» **DATA SECTION**:
------------------------------
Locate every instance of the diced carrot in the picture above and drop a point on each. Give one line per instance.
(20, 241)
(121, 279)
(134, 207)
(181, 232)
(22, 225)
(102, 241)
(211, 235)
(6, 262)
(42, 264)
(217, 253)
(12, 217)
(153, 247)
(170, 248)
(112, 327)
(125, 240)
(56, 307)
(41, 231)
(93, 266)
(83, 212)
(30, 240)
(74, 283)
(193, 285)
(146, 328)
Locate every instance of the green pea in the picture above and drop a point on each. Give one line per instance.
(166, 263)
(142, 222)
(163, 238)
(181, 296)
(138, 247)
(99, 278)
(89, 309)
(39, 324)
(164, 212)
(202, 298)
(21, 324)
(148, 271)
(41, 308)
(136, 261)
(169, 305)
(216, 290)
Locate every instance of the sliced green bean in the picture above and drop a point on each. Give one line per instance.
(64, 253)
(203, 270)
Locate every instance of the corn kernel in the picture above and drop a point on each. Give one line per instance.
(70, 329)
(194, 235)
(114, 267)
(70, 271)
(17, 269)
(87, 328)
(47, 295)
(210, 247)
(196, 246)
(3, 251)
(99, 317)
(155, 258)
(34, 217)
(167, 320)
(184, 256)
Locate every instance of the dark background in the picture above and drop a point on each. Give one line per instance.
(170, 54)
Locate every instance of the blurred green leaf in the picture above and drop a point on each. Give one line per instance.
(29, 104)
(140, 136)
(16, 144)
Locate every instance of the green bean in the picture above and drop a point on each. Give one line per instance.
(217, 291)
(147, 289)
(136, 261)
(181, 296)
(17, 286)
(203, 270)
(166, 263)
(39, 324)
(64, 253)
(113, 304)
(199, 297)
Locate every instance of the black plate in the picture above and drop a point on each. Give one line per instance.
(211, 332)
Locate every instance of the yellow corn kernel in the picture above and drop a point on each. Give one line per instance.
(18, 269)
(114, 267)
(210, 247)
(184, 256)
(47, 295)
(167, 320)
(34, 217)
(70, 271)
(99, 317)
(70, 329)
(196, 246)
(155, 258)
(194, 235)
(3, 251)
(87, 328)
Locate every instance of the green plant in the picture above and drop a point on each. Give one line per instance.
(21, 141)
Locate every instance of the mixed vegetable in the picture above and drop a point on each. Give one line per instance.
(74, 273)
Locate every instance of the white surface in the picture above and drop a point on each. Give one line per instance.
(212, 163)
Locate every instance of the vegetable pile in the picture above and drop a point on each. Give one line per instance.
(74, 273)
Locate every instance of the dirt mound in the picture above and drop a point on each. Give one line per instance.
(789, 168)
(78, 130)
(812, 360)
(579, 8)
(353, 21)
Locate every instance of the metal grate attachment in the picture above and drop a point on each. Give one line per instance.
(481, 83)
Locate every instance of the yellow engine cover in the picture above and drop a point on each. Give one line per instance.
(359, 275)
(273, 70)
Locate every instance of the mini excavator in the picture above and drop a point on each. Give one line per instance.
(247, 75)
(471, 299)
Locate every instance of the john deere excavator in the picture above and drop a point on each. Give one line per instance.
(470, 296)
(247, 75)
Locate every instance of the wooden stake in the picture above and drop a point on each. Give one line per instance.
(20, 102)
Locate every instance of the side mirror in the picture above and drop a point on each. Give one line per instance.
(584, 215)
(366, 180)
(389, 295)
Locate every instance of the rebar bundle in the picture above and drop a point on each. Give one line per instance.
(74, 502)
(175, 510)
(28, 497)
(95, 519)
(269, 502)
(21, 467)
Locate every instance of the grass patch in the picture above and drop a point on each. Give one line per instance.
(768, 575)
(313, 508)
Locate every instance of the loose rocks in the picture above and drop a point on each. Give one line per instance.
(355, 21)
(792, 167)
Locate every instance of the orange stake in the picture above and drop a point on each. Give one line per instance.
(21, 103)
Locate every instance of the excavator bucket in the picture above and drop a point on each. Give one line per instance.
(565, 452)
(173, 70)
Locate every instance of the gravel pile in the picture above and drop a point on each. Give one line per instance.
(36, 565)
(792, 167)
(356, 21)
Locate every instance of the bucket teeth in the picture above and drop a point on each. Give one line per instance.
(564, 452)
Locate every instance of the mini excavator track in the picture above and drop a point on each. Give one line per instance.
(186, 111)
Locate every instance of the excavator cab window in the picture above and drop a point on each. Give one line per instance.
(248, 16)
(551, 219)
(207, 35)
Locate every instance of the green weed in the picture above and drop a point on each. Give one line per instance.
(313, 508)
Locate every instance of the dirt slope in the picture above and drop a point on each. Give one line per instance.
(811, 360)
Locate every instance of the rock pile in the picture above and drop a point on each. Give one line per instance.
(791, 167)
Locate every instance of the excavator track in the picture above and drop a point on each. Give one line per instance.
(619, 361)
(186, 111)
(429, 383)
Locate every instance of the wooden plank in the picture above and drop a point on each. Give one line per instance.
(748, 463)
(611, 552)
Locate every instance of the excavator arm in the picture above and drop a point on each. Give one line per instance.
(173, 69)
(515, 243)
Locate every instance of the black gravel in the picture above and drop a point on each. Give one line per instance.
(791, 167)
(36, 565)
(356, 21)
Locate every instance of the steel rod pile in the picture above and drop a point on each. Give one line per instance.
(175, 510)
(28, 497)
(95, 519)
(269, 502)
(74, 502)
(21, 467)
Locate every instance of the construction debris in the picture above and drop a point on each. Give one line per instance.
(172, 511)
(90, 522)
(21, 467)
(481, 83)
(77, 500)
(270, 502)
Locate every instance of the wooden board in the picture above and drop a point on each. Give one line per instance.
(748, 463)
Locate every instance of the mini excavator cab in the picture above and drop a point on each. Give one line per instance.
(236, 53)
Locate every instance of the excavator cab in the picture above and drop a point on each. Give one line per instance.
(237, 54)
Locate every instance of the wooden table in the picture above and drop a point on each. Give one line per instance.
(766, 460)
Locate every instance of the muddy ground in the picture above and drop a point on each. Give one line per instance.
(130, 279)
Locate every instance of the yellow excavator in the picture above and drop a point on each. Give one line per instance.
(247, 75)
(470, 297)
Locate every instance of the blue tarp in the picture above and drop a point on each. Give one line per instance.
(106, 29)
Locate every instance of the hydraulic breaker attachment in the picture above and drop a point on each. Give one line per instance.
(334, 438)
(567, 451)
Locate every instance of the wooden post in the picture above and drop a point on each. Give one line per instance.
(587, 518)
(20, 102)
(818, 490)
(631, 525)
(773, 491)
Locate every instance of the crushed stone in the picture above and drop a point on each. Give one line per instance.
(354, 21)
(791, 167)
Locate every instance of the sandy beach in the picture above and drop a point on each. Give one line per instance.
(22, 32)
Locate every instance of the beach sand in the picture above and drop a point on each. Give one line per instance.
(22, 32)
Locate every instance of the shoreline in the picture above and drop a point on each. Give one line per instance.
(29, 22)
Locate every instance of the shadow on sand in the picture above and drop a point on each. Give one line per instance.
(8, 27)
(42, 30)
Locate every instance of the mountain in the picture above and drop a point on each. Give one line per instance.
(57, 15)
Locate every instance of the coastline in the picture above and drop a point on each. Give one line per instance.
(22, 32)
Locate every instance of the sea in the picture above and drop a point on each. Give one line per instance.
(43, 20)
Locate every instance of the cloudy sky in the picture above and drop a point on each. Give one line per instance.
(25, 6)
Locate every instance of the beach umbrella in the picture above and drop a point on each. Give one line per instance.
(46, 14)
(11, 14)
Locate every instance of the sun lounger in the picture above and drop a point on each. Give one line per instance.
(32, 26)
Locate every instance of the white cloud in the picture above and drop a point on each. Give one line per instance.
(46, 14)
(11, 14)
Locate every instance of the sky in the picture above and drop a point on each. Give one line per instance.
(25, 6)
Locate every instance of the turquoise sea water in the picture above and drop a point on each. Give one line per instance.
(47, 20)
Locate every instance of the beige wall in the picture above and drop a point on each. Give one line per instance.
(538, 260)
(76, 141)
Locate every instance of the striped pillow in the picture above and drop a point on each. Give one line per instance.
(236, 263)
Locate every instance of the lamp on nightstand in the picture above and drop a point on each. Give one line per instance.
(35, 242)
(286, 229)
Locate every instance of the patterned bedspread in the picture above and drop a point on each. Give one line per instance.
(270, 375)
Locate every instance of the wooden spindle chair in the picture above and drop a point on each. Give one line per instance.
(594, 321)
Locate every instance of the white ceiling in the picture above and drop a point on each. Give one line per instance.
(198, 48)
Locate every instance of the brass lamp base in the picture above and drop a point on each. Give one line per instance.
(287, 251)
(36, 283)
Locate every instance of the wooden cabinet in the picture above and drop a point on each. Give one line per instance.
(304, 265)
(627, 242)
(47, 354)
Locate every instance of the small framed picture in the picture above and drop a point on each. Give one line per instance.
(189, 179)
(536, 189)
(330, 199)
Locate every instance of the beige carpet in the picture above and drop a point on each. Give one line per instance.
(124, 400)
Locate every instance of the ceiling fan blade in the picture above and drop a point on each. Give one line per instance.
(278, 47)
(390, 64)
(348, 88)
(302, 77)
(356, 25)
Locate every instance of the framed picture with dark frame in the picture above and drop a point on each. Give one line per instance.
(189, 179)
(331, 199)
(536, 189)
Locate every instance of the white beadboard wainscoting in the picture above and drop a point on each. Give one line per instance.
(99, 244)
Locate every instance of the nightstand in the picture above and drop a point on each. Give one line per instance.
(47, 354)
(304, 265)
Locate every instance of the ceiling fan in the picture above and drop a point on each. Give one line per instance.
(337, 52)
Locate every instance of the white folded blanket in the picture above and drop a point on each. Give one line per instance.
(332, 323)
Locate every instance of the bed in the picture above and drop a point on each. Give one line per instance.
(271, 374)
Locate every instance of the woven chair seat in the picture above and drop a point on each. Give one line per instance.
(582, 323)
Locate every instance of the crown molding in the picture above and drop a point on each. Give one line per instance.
------------------------------
» **EXERCISE GOAL**: Reproduce exactly the lines from the one containing "Locate every instance of the small" through the last line of the records above, including both, and nothing else.

» **EXERCISE RESPONSE**:
Locate every instance of the small framed picture in the picture above and drop a point on each. Give one line per instance.
(189, 179)
(536, 189)
(330, 199)
Locate every instance of the beige carpet in the picture above and drop a point on each. Give one line per instance.
(124, 400)
Locate every instance of the ceiling fan blade in the picture above and drop a point on each. Give one line per instance.
(278, 47)
(390, 64)
(348, 88)
(302, 77)
(356, 25)
Locate every instance of the framed picture with dark frame in the picture above and drop a point on each. Give one line per instance.
(189, 179)
(331, 199)
(536, 189)
Locate every instance of the white beadboard wainscoting in the picture above and drop a point on each. Give one line per instance.
(99, 244)
Locate every instance of the nightstand in the picture above and drop a point on each. Give one line per instance.
(47, 354)
(304, 265)
Locate every instance of the ceiling fan in the picture above and drop a point on each. Give one line per instance.
(337, 52)
Locate every instance of the white folded blanket in the picture above and drop a point on each. Give one line per instance.
(332, 323)
Locate every instance of the bed in the picture above and drop a point on each. Give one line per instance.
(271, 374)
Locate every instance of the woven chair seat in the picture above and drop a point on each. Give one line per instance.
(582, 323)
Locate every instance of the crown molding in the picture above and drop a point on each. Give one line per instance.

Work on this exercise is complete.